[Task inputs]

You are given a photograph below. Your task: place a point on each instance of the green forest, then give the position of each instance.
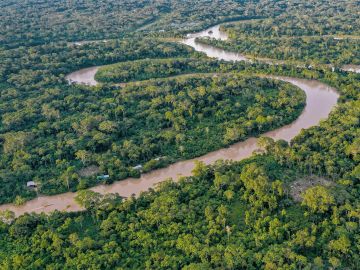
(291, 205)
(314, 35)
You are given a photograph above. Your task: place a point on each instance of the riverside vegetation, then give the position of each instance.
(229, 215)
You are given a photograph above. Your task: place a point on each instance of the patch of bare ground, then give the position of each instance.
(89, 171)
(298, 187)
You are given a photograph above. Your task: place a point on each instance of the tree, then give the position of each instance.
(318, 199)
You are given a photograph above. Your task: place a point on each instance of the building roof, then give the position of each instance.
(31, 184)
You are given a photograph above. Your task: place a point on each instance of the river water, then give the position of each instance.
(320, 100)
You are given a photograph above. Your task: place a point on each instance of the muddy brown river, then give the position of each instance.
(320, 100)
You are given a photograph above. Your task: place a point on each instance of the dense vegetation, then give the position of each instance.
(35, 22)
(152, 68)
(117, 129)
(304, 33)
(293, 206)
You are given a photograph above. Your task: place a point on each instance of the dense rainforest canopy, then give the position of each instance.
(292, 205)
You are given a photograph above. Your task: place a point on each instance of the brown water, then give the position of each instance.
(320, 99)
(352, 68)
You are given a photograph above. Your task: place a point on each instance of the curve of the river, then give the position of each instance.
(320, 99)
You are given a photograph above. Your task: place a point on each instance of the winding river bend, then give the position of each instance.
(320, 99)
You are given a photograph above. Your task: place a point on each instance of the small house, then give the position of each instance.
(137, 167)
(31, 184)
(103, 177)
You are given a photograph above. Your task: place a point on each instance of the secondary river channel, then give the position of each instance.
(320, 100)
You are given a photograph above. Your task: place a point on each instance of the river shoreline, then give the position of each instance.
(320, 100)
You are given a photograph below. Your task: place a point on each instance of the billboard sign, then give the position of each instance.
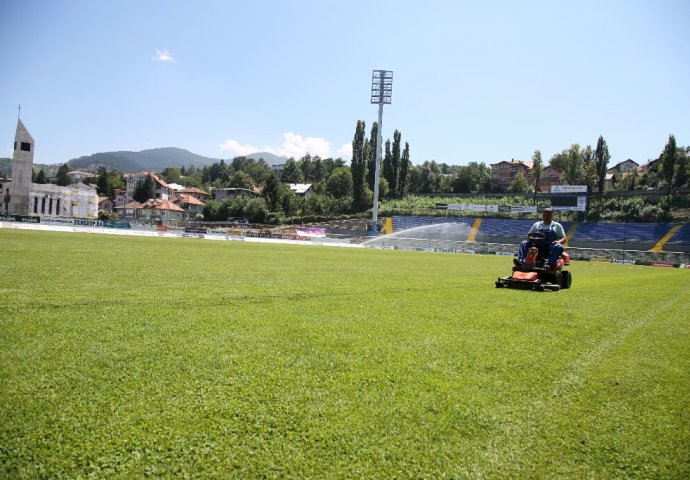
(568, 188)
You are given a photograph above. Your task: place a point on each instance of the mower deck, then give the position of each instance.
(536, 279)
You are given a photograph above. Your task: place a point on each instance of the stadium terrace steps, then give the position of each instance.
(627, 236)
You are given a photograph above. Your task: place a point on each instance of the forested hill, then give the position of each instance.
(154, 160)
(5, 167)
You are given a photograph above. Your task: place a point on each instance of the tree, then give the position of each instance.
(589, 169)
(271, 192)
(404, 170)
(291, 172)
(519, 184)
(570, 162)
(256, 210)
(62, 176)
(102, 182)
(171, 174)
(339, 184)
(388, 172)
(537, 171)
(395, 163)
(682, 173)
(371, 158)
(602, 158)
(358, 167)
(668, 162)
(144, 190)
(41, 177)
(241, 180)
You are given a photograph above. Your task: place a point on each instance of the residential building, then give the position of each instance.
(22, 197)
(550, 176)
(190, 204)
(503, 173)
(105, 205)
(625, 166)
(223, 193)
(197, 193)
(302, 189)
(163, 210)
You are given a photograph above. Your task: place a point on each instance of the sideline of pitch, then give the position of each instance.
(151, 233)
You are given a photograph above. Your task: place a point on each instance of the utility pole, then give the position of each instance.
(381, 91)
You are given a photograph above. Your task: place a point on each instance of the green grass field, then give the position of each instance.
(126, 357)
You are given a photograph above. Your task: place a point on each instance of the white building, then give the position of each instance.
(22, 197)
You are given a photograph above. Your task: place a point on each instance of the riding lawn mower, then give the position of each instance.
(535, 274)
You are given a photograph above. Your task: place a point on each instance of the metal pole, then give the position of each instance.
(375, 209)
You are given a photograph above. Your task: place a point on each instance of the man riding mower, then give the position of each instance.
(541, 258)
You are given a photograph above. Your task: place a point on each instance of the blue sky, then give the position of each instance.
(473, 81)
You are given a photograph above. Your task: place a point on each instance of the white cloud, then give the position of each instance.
(294, 145)
(235, 147)
(345, 151)
(163, 56)
(297, 146)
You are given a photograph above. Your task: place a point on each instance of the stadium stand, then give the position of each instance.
(629, 236)
(625, 236)
(680, 241)
(401, 223)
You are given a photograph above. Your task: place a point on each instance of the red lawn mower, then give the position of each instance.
(533, 275)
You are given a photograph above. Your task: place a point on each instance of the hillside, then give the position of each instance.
(5, 167)
(269, 158)
(155, 160)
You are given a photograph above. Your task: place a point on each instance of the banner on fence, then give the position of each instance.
(311, 232)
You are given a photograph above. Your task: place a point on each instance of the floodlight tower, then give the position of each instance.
(381, 91)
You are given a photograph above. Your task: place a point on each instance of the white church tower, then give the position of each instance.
(22, 166)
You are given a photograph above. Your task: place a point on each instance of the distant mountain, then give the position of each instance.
(269, 158)
(5, 167)
(151, 160)
(155, 160)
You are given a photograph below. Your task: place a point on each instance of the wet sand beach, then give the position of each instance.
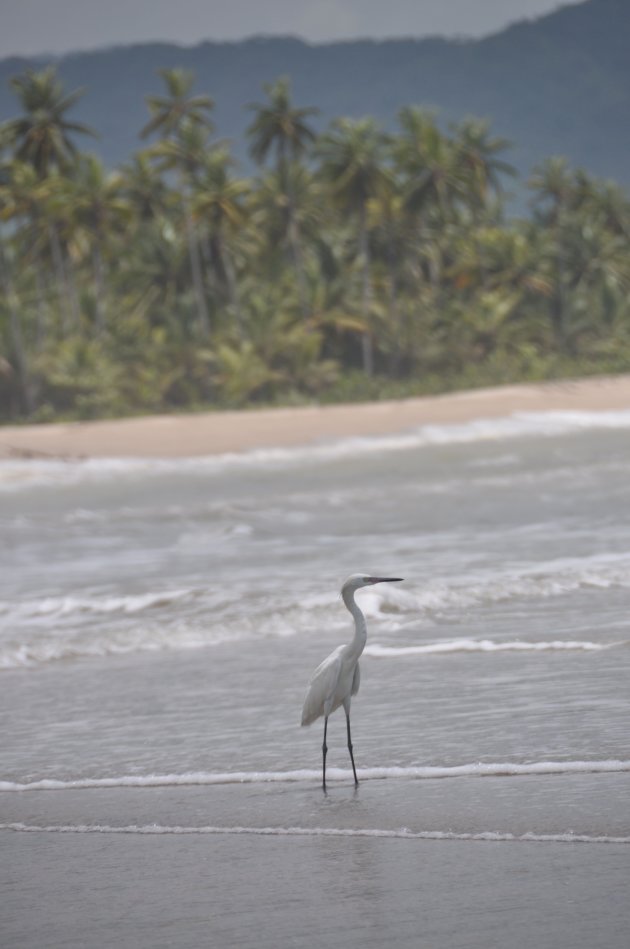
(168, 586)
(168, 436)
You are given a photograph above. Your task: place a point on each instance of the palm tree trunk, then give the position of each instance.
(17, 340)
(196, 270)
(364, 253)
(66, 289)
(99, 300)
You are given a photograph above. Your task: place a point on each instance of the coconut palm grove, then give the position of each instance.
(346, 263)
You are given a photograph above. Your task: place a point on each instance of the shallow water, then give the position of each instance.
(160, 621)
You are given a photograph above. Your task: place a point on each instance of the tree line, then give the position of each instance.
(353, 263)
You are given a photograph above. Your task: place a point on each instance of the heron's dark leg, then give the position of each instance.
(324, 750)
(354, 770)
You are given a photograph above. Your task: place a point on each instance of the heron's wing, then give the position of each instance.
(356, 679)
(322, 686)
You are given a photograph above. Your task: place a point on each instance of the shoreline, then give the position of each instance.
(220, 432)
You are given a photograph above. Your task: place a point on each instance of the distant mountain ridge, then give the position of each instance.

[Task to carry out] Please rewrite all of the lines above, replacing "photograph" with "image" wherever it occurs and keeping everything else unchanged. Leave the pictures out of your answer.

[Result]
You are given a image below. Your task: place a point on each instance of the green forest, then give the position of each instance.
(291, 205)
(314, 35)
You are given a image above. Your task: place a point on each instance of the riverside vegetation, then give the position of each instance.
(229, 215)
You are given a image above. Your task: place a point on each instance of the patch of bare ground, then give the position of each instance.
(89, 171)
(298, 187)
You are given a image above. Your task: place a point on each instance of the tree, then give the position of each instance.
(318, 199)
You are given a image above. Your task: place a point on each instance of the building roof, then give the position of each instance.
(31, 184)
You are given a image above. Your task: place a point on each instance of the river water, then give the position of each instance.
(320, 100)
You are given a image above. Your task: place a point on each instance of the muddy brown river, then give the position of each instance.
(320, 100)
You are given a image above. Your task: place a point on each instance of the dense vegetation, then give the position of each instance.
(35, 22)
(152, 68)
(117, 129)
(304, 33)
(293, 206)
You are given a image above. Your task: place a point on each instance of the dense rainforest canopy, then give the position of each instance.
(292, 205)
You are given a image above. Your task: place a point on each instance of the brown water, then give the position of each instance.
(320, 99)
(352, 68)
You are given a image above. Your task: place a point on each instance of the curve of the river, then give the position of each instance.
(320, 99)
You are given a image above. Your task: place a point on each instance of the winding river bend, then give the position of each instance.
(320, 99)
You are given a image above. Your task: place a point on each instance of the small house, then give the position of each instance.
(137, 167)
(31, 184)
(103, 177)
You are given a image above. Your task: place a point on each instance of the secondary river channel, then give the position of each instance.
(320, 100)
You are given a image above. Your task: place a point on each instance of the river shoreline, then give the position of each instance.
(320, 100)
You are given a image below. Your task: place a point on each instance of the billboard sign, then give the position of each instance.
(568, 188)
You are given a image above. Your task: place a point on each instance of the mower deck, then give the position of each instance.
(536, 279)
You are given a image above. Your task: place a point on each instance of the stadium terrace steps, then give the position of each instance.
(627, 236)
You are given a image above. Your task: place a point on each instance of the forested hill, then give the position of each instance.
(154, 160)
(5, 167)
You are given a image above. Your task: place a point on each instance of the tree, then give the position of each instance.
(589, 169)
(271, 192)
(404, 170)
(291, 172)
(519, 184)
(570, 162)
(256, 210)
(62, 176)
(102, 182)
(171, 174)
(339, 184)
(388, 172)
(537, 171)
(395, 163)
(682, 173)
(371, 158)
(602, 158)
(358, 167)
(668, 162)
(144, 190)
(41, 177)
(241, 180)
You are given a image above. Your task: place a point on each instance of the residential building, then give the position of each instance.
(22, 197)
(550, 176)
(190, 204)
(503, 173)
(105, 205)
(625, 166)
(223, 193)
(197, 193)
(302, 189)
(163, 210)
You are given a image above. Your task: place a point on each instance of the sideline of pitch, then give the position of each instance.
(151, 233)
You are given a image above. Your task: place a point on each instance of the utility pole, then give the position of each instance.
(381, 91)
You are given a image above. Your task: place a point on each instance of the green grass field, then give the position of each instance.
(126, 357)
You are given a image above. Your task: place a point on each instance of the white building, then give the position of each instance.
(22, 197)
You are given a image above. Your task: place a point on each instance of the riding lawn mower, then give the position of each instance.
(535, 274)
You are given a image above. Your task: place a point on each instance of the metal pole, then give the position of each instance.
(375, 209)
You are given a image above. Your task: place a point on each instance of the man riding mower, then give the position of each instance.
(541, 258)
You are given a image above. Your task: place a point on each instance of the blue sky, then give the position of each instance.
(473, 81)
You are given a image above. Your task: place a point on each instance of the white cloud, then give the position of each instance.
(294, 145)
(235, 147)
(345, 151)
(163, 56)
(297, 146)
You are given a image above. Your task: place a point on each instance of the stadium stand, then give the position of each instance.
(629, 236)
(625, 236)
(680, 241)
(401, 223)
You are given a image above. Your task: place a point on each instance of the red lawn mower, then give the position of each instance.
(533, 275)
You are given a image above. Your task: place a point on each instance of the hillside, then give the position of each instance.
(5, 167)
(269, 158)
(155, 160)
You are given a image above. Your task: place a point on each instance of the banner on fence, then give the position of each instance.
(311, 232)
You are given a image above. Your task: place a point on each instance of the floodlight tower, then give the position of each instance.
(381, 91)
You are given a image above. Your task: place a point on each instance of the white church tower, then give the position of each instance.
(22, 166)
You are given a image above. Your task: place a point on each instance of the distant mountain, then give the position of each instance.
(269, 158)
(5, 167)
(151, 160)
(155, 160)
You are given a image below. Your task: place a point on each instance of the wet sand beach, then give the position of each instance.
(168, 586)
(168, 436)
You are given a image above. Your task: place a point on each instance of the palm tree trunk, then give the position of each instance.
(17, 340)
(196, 270)
(364, 253)
(66, 289)
(99, 300)
You are given a image above. Your task: place a point on each instance of the coconut palm grove, then give the position of each instance.
(346, 263)
You are given a image above. Your task: place a point on each instance of the shallow water, then give the position of each instance.
(160, 621)
You are given a image above. Your task: place a point on each instance of the tree line, then give the position of each instance.
(353, 263)
You are given a image above. Your task: place a point on each instance of the heron's dark leg, then give the position of each instance.
(324, 750)
(354, 770)
You are given a image above. Your task: place a point on each instance of the heron's wing, then give the position of each instance.
(356, 679)
(322, 686)
You are given a image above. Your task: place a point on each instance of the shoreline, then give the position of each instance.
(220, 432)
You are given a image above. Your task: place a point on each instance of the distant mountain ridge, then give the position of each instance.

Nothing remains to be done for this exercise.